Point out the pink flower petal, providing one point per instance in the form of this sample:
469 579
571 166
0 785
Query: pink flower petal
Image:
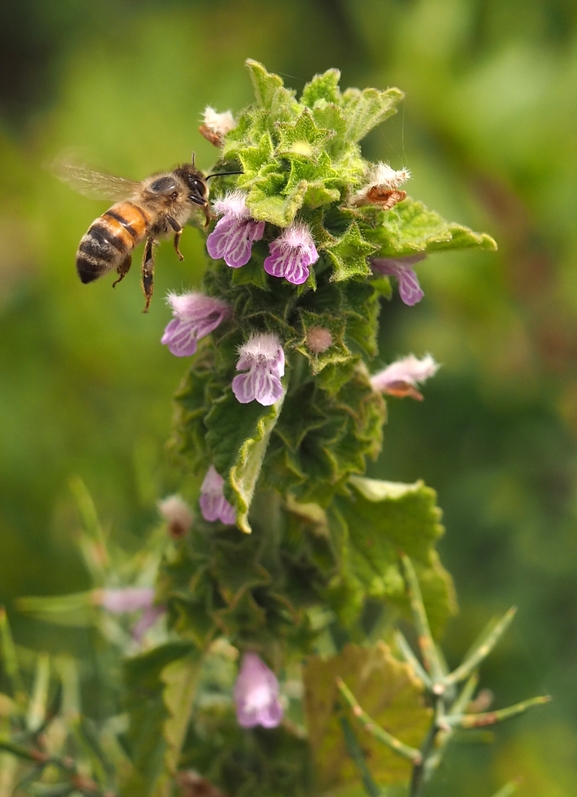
256 694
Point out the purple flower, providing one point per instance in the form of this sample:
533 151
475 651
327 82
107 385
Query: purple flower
147 619
195 316
409 288
233 236
262 358
177 514
400 378
213 504
291 254
128 600
256 694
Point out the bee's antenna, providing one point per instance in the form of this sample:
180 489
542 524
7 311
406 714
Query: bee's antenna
221 174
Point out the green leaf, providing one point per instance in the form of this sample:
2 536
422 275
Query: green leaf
366 109
270 92
314 450
237 437
254 158
385 517
410 227
386 689
270 201
323 87
147 714
349 255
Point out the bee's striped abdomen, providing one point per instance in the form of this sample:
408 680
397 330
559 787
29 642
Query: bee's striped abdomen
110 239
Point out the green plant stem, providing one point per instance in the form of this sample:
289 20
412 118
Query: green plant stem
371 727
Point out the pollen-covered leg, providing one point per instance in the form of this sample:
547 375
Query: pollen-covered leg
122 270
148 272
178 232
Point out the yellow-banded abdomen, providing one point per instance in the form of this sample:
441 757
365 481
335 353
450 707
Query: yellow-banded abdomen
110 239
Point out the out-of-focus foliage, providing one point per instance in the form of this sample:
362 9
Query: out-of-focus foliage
488 131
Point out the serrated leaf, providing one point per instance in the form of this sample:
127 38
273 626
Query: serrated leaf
147 714
323 87
411 227
362 315
271 201
349 255
385 517
386 689
303 138
366 109
237 437
270 92
314 452
180 678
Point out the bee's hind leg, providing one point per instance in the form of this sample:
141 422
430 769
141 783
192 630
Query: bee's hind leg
122 270
177 233
148 272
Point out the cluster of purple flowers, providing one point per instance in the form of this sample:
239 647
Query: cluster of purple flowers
293 252
261 366
290 255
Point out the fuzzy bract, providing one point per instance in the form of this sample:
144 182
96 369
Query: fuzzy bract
291 254
262 358
125 600
177 514
195 316
213 504
256 694
217 125
235 233
401 377
409 289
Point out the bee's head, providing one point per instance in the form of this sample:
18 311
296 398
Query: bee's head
195 182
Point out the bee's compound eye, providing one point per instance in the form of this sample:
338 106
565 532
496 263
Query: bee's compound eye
199 186
163 185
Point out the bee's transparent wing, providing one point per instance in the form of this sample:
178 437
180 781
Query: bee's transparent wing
91 183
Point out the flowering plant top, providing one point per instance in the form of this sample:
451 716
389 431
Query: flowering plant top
303 244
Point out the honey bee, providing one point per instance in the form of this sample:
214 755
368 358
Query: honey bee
154 208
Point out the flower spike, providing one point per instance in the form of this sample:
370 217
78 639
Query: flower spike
262 358
291 254
409 289
195 316
213 504
256 694
235 233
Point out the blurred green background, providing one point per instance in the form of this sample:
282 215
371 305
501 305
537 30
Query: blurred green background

# What you are asked to do
Reproduce exactly the lines from the one with "Point out the pollen-covered" through the end of the entries above, both ends included.

# The reply
Point out the pollen-covered leg, providing one point per instance in the form of this sample:
547 375
Query: pollen-covered leg
122 270
148 272
178 232
Point out the yellow-banded abdomen, providing one point per instance in the form of this sample:
441 757
365 481
335 353
450 707
Query: yellow-banded abdomen
110 239
Point out the out-of-focus foliage, providing one point per instance in the form of this sample:
362 9
Query: out-of-focus foliage
488 131
Point out the serrated leaf, providing one point per instance in the form of this sample:
127 38
273 626
Query: serrated leaf
147 714
323 87
411 227
362 315
271 201
349 255
385 517
386 689
303 138
366 109
237 437
270 92
314 452
180 678
Point out the bee's hind leg, providing one point per instance in the form of this sample:
141 422
430 769
141 783
192 630
Query: bee's hind leg
122 270
177 233
148 272
Point out the cluster of purple flowers, providing one point per instance in the form of this sample:
239 647
Query: cluster of purple flowers
293 252
261 366
290 255
Point out the fuzzy bract, providing one point per instance in the form of this sample:
144 182
96 369
Query: fuzzy bract
291 254
262 358
125 600
177 514
195 316
213 504
256 694
217 125
235 233
401 377
409 289
Point out the bee's head, providing one point per instance in the form of this sample:
18 311
296 398
Query: bee's head
195 182
Point out the bee's compound eye, providing one point per instance in the form of this sample:
338 106
565 532
496 263
Query: bee's compound eye
199 186
163 185
Point out the bee's transparent wing, providing one point per instance in the form of this sample:
178 437
180 781
Query: bee's transparent wing
91 183
Point out the flowering plant top, providing one point per instance in the form of this sample:
451 716
389 431
Query: flowering plant top
303 244
Point out the honey bee, providing one point per instance in the form of this sample:
214 755
368 358
Query: honey bee
154 208
Point out the flower spike, providing one point per instance in the form of this sample:
370 217
78 639
Query: flower spike
262 358
291 254
409 289
195 316
213 504
256 694
235 233
Point out the blurred green background, providing one point per instance in the form of this sample:
282 215
371 305
501 305
537 30
Query: blurred green background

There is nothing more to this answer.